- EXERCISE SET -
**1.** Please translate this sentence from the text on cell phones and memory into Spanish: "Mice were exposed to cell phone signals from a centrally-located antenna."
**2.** List every limitation of the study that the text on cell phones and memory gives after the words "the usual caveats apply."
**3.** Answer these questions from the text on cell phones and memory.
(a) At which university did the scientists do this research?
(b) How often did the antenna emit signals near cell phone frequencies?
(c) What did the researchers not find in the brains of the dissected mice?

- TEXT FOR ANALYSIS -
So how do you lose weight? Eat less and exercise more. Nobody likes that answer, but continuing to ask the question isn’t going to change it.

In research bound to haunt the nightmares of certain trial lawyers and state legislators, scientists at the University of South Florida have found that long-term cell phone use might actually be good medicine:

“It surprised us to find that cell phone exposure, begun in early adulthood, protects the memory of mice otherwise destined to develop Alzheimer’s symptoms,” said lead author Gary Arendash, PhD, USF Research Professor at the Florida ADRC. “It was even more astonishing that the electromagnetic waves generated by cell phones actually reversed memory impairment in old Alzheimer’s mice.”

Mice were exposed to cell phone signals from a centrally-located antenna.

Arendash’s experiment involved housing wild-type and Alzheimer’s-prone mice in cages placed around an antenna, which emitted signals near cell phone frequencies for two one-hour periods each day over the course of several months. This appears to be the first time anyone has looked at such a chronic, realistic exposure level to the same frequencies used by cellular phones, in a controlled laboratory setting.

That said, the usual caveats apply. Mice are not humans, and the Alzheimer’s mouse model in this study is an inbred strain that mimics many aspects of human dementia, but not all. Also, the experiment wasn’t really set up to detect tumors, which are the real focus of litigators’ and legislators’ ire. While the researchers did not find any visible masses in the brains of dissected mice at the end of the study, the sample size and length of the test weren’t really adequate to assess the animals’ cancer risks.

So using a cell phone might or might not increase your risk for cancer, but it might also prevent or treat Alzheimer’s disease. Choose your poison, but don’t be surprised if it turns out to be nontoxic.

(Point localization data)
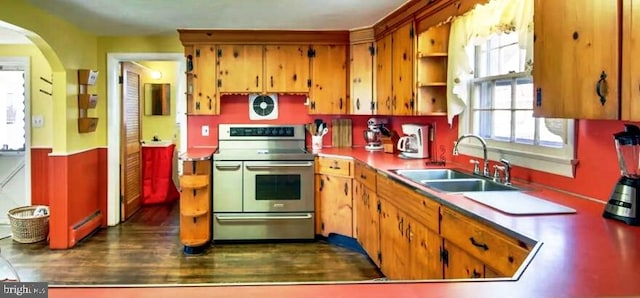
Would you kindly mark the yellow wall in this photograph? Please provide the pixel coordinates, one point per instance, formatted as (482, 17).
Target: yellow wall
(133, 44)
(41, 104)
(67, 48)
(162, 126)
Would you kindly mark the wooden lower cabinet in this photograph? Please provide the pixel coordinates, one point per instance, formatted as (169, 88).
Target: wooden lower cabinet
(421, 239)
(460, 264)
(394, 247)
(336, 205)
(367, 220)
(409, 249)
(424, 252)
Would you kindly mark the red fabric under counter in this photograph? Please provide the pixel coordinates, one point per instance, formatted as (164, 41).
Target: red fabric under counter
(157, 175)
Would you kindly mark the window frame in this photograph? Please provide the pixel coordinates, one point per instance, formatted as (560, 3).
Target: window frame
(559, 161)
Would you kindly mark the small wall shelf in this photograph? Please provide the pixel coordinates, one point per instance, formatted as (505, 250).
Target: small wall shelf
(86, 101)
(432, 70)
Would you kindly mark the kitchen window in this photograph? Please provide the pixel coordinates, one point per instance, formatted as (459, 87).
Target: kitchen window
(495, 91)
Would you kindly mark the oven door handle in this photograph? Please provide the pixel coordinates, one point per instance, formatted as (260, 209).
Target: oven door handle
(257, 217)
(228, 167)
(277, 165)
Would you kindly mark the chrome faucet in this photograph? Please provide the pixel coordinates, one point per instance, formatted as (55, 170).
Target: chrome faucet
(485, 167)
(507, 171)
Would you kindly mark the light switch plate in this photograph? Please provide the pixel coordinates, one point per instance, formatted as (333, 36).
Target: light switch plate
(37, 120)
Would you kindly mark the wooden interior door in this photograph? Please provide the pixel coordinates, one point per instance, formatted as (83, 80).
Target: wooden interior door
(130, 154)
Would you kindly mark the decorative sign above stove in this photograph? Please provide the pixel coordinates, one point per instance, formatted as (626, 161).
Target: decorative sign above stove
(263, 106)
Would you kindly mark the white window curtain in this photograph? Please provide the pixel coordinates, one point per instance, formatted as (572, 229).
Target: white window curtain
(472, 29)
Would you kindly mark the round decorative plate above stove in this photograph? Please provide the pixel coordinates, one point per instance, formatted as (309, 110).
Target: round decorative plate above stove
(263, 106)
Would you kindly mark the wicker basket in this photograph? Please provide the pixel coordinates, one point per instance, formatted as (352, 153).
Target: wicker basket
(26, 227)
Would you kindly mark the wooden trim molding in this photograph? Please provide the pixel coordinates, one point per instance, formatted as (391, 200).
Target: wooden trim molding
(425, 13)
(206, 36)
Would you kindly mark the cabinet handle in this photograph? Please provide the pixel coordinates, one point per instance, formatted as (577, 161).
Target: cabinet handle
(478, 244)
(346, 189)
(602, 88)
(475, 274)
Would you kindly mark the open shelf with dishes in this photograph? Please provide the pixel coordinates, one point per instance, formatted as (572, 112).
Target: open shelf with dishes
(431, 80)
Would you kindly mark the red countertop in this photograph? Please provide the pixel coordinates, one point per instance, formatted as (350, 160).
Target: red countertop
(582, 255)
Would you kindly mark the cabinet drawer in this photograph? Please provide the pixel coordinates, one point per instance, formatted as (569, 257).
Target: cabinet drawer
(194, 181)
(334, 166)
(501, 252)
(365, 175)
(418, 206)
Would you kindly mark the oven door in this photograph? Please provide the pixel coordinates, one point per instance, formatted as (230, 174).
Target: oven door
(278, 186)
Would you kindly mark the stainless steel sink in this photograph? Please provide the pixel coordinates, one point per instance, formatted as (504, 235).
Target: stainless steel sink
(466, 185)
(420, 175)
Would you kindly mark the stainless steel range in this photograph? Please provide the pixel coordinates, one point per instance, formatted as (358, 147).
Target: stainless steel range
(263, 183)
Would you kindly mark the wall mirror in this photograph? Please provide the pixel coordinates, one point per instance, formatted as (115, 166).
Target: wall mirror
(157, 99)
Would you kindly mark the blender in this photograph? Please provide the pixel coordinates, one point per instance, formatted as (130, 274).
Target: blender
(623, 201)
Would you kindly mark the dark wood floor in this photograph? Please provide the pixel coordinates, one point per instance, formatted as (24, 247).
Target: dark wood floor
(147, 250)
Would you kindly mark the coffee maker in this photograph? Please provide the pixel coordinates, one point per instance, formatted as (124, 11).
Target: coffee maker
(373, 134)
(415, 142)
(624, 199)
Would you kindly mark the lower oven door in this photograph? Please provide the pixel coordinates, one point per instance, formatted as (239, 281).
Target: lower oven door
(261, 226)
(278, 186)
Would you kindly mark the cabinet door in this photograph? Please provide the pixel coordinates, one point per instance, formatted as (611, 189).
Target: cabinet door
(383, 76)
(336, 206)
(630, 92)
(362, 100)
(286, 68)
(329, 80)
(460, 264)
(203, 86)
(402, 70)
(393, 244)
(240, 68)
(367, 220)
(424, 252)
(575, 71)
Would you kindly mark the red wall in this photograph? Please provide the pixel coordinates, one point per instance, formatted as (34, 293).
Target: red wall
(596, 173)
(77, 190)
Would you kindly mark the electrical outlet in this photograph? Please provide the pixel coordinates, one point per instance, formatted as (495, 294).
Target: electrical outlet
(37, 121)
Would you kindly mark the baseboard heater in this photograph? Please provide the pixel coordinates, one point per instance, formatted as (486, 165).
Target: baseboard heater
(85, 227)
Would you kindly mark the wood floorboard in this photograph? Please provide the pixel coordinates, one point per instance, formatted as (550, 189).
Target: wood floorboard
(147, 250)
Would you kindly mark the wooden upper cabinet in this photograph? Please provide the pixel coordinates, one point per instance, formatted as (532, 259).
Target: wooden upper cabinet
(328, 93)
(286, 68)
(402, 70)
(630, 93)
(575, 70)
(362, 99)
(383, 75)
(240, 68)
(202, 97)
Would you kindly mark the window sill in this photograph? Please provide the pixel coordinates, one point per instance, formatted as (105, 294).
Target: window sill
(539, 162)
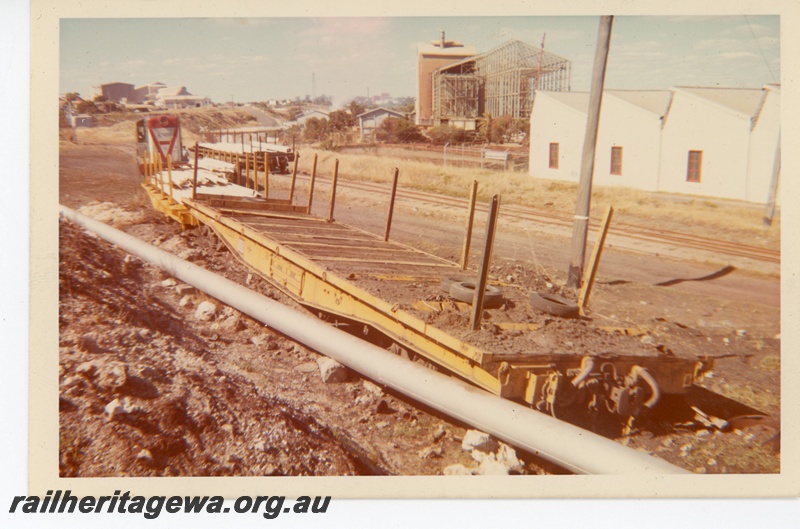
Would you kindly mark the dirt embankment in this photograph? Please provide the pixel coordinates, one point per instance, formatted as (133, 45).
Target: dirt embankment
(124, 332)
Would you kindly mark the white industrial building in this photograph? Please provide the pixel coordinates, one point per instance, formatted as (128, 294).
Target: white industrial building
(716, 142)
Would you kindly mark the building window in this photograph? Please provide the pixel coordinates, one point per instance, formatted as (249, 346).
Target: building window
(553, 156)
(616, 160)
(693, 173)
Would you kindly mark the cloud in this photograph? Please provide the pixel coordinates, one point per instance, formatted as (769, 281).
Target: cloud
(736, 54)
(333, 29)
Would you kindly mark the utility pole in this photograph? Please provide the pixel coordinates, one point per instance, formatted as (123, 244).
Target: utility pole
(541, 54)
(581, 223)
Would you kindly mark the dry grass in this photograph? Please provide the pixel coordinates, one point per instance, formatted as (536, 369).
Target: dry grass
(729, 220)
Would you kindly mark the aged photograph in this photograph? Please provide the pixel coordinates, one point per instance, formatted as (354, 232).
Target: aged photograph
(419, 246)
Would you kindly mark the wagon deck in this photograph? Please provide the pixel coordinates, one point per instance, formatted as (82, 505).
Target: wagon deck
(374, 287)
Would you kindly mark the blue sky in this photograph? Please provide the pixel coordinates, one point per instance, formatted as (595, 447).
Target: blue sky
(255, 59)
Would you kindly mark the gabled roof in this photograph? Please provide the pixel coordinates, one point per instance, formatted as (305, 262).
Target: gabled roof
(653, 101)
(525, 55)
(746, 101)
(382, 110)
(173, 91)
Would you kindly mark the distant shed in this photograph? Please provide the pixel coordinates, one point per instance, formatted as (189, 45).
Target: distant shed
(372, 119)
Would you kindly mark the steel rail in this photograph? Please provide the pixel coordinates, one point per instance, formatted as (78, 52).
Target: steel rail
(621, 229)
(568, 446)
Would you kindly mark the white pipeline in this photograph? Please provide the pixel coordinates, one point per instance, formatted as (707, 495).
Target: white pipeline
(568, 446)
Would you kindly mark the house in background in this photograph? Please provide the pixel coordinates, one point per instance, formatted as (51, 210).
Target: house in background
(305, 116)
(709, 139)
(701, 141)
(370, 120)
(117, 92)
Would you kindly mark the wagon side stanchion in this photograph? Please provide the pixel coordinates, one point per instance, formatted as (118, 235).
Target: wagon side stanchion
(333, 189)
(483, 274)
(473, 195)
(169, 177)
(266, 175)
(311, 184)
(594, 262)
(294, 178)
(391, 204)
(194, 176)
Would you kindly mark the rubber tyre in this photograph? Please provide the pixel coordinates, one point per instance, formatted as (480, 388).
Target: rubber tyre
(447, 281)
(465, 291)
(553, 305)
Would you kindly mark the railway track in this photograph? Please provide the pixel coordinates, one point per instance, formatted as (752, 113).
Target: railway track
(632, 231)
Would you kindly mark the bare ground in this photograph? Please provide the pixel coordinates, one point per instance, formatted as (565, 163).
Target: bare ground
(180, 371)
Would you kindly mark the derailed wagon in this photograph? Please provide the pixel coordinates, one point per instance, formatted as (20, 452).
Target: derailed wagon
(340, 273)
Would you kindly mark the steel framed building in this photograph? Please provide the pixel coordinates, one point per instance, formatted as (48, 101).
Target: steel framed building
(500, 82)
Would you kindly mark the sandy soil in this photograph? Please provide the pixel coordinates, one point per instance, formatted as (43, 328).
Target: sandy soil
(167, 368)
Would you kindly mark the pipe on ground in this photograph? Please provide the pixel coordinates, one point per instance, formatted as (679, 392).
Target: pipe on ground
(568, 446)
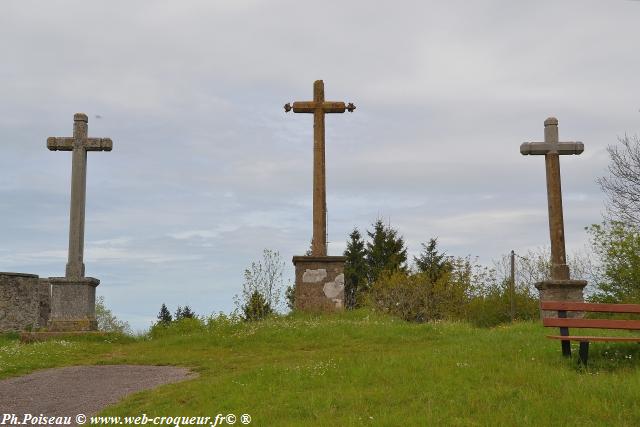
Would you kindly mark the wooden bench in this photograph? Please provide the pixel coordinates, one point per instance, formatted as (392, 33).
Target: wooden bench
(564, 323)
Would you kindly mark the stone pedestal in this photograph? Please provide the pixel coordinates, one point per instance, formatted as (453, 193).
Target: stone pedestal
(561, 290)
(73, 304)
(319, 283)
(22, 298)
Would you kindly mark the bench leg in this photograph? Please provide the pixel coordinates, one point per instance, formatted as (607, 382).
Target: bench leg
(566, 345)
(584, 352)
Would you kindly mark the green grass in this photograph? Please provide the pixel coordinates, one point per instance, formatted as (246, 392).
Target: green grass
(362, 369)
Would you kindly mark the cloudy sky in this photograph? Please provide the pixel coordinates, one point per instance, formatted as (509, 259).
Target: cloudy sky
(207, 170)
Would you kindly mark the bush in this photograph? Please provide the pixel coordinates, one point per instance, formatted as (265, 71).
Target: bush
(414, 297)
(107, 322)
(185, 326)
(492, 306)
(257, 308)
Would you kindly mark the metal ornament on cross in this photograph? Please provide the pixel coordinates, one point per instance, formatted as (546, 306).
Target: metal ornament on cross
(552, 149)
(319, 107)
(79, 143)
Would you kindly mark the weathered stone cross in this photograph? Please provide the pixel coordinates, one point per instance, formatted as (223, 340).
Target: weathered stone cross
(319, 107)
(552, 149)
(79, 143)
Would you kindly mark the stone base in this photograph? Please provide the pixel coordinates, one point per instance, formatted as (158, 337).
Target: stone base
(24, 301)
(319, 283)
(73, 304)
(561, 290)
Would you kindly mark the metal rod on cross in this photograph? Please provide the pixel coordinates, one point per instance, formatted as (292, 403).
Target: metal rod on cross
(319, 107)
(552, 149)
(79, 143)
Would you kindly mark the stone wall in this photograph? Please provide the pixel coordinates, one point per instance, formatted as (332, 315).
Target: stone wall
(319, 283)
(73, 304)
(561, 290)
(23, 302)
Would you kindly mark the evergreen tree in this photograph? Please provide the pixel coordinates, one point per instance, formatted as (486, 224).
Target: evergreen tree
(164, 317)
(385, 252)
(355, 269)
(432, 262)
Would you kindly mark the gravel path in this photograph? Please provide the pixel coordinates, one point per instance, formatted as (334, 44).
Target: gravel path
(81, 389)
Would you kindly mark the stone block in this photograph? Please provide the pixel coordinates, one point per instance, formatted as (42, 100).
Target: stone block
(319, 284)
(561, 290)
(73, 304)
(44, 299)
(19, 302)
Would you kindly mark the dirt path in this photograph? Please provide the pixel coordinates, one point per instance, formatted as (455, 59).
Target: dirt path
(80, 389)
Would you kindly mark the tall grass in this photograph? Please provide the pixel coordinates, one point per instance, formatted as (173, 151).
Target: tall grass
(360, 368)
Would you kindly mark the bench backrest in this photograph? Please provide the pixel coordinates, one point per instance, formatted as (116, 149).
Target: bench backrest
(563, 306)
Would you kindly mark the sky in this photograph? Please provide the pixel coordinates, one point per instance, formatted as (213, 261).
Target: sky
(207, 170)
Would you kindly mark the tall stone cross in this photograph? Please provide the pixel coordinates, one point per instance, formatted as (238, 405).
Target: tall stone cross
(319, 107)
(79, 143)
(552, 149)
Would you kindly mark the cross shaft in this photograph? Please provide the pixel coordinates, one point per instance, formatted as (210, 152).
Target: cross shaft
(319, 107)
(551, 148)
(80, 143)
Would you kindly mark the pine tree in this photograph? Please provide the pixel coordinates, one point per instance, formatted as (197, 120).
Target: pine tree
(164, 317)
(355, 269)
(385, 252)
(431, 262)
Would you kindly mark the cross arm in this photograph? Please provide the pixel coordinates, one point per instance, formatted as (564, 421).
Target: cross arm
(90, 144)
(537, 148)
(60, 143)
(98, 144)
(326, 106)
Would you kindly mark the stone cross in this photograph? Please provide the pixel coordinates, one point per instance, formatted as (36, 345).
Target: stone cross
(79, 143)
(552, 149)
(319, 107)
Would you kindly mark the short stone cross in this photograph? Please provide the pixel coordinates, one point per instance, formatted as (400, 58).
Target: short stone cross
(552, 149)
(79, 143)
(319, 107)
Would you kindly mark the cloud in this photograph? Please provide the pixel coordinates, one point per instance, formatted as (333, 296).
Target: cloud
(207, 169)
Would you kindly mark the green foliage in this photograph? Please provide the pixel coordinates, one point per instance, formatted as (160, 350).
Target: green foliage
(388, 372)
(355, 270)
(618, 246)
(264, 277)
(257, 308)
(290, 297)
(385, 252)
(431, 262)
(164, 316)
(184, 313)
(492, 306)
(107, 321)
(416, 297)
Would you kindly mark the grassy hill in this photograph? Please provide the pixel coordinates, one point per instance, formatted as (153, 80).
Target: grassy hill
(359, 368)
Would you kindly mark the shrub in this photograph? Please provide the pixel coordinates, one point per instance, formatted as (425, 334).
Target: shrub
(257, 307)
(414, 297)
(492, 306)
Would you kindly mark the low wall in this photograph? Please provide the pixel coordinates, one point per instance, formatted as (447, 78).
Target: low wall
(24, 302)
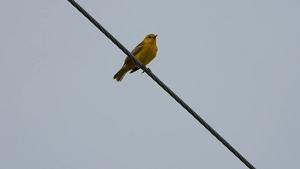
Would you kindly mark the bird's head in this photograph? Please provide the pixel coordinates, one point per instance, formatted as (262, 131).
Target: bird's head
(150, 38)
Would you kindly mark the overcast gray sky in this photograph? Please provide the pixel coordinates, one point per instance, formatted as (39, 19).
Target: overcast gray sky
(237, 63)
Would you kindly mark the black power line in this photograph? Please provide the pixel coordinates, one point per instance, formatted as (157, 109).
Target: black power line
(162, 85)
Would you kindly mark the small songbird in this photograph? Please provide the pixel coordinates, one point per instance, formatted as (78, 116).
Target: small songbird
(144, 52)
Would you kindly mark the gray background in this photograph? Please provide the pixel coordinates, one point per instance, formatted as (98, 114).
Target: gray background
(235, 62)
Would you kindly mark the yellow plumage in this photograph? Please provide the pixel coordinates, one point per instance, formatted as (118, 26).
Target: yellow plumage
(144, 52)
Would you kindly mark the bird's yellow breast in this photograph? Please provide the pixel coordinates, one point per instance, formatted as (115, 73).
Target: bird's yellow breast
(147, 53)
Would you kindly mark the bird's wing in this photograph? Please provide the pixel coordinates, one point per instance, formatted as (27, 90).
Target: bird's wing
(135, 51)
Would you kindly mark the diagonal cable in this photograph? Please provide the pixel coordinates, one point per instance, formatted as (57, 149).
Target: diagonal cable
(162, 85)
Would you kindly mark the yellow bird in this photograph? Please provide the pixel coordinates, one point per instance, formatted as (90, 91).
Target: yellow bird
(144, 52)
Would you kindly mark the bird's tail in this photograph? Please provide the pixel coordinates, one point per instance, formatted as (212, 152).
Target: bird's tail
(121, 73)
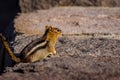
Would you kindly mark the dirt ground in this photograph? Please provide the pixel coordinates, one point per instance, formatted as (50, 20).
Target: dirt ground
(77, 58)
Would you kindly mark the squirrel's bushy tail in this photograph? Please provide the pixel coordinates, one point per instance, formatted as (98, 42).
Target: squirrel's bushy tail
(9, 51)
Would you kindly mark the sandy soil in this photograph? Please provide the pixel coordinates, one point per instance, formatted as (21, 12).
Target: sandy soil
(76, 59)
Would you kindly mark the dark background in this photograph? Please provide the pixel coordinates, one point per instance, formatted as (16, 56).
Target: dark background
(9, 8)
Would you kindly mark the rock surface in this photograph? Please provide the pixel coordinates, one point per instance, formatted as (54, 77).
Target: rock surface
(30, 5)
(77, 58)
(72, 20)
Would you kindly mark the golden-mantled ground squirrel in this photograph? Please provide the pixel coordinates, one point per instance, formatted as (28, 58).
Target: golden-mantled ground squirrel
(37, 49)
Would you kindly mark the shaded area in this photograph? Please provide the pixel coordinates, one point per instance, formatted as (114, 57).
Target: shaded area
(76, 59)
(8, 10)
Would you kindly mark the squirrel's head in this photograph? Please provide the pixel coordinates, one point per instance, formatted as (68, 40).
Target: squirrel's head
(53, 31)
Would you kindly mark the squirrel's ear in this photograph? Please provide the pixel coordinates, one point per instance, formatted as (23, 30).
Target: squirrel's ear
(48, 27)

- TASK SOLUTIONS -
**1.** Los ratones fueron expuestos a señales de teléfonos celulares desde una antena ubicada en el centro.

**2.**
- Mice are not humans.
- The Alzheimer's mouse model is an inbred strain that mimics many aspects of human dementia, but not all.
- The experiment wasn't really set up to detect tumors.
- The sample size and length of the test weren't really adequate to assess the animals' cancer risks.

**3.**
(a) The University of South Florida.
(b) For two one-hour periods each day over the course of several months.
(c) Any visible masses.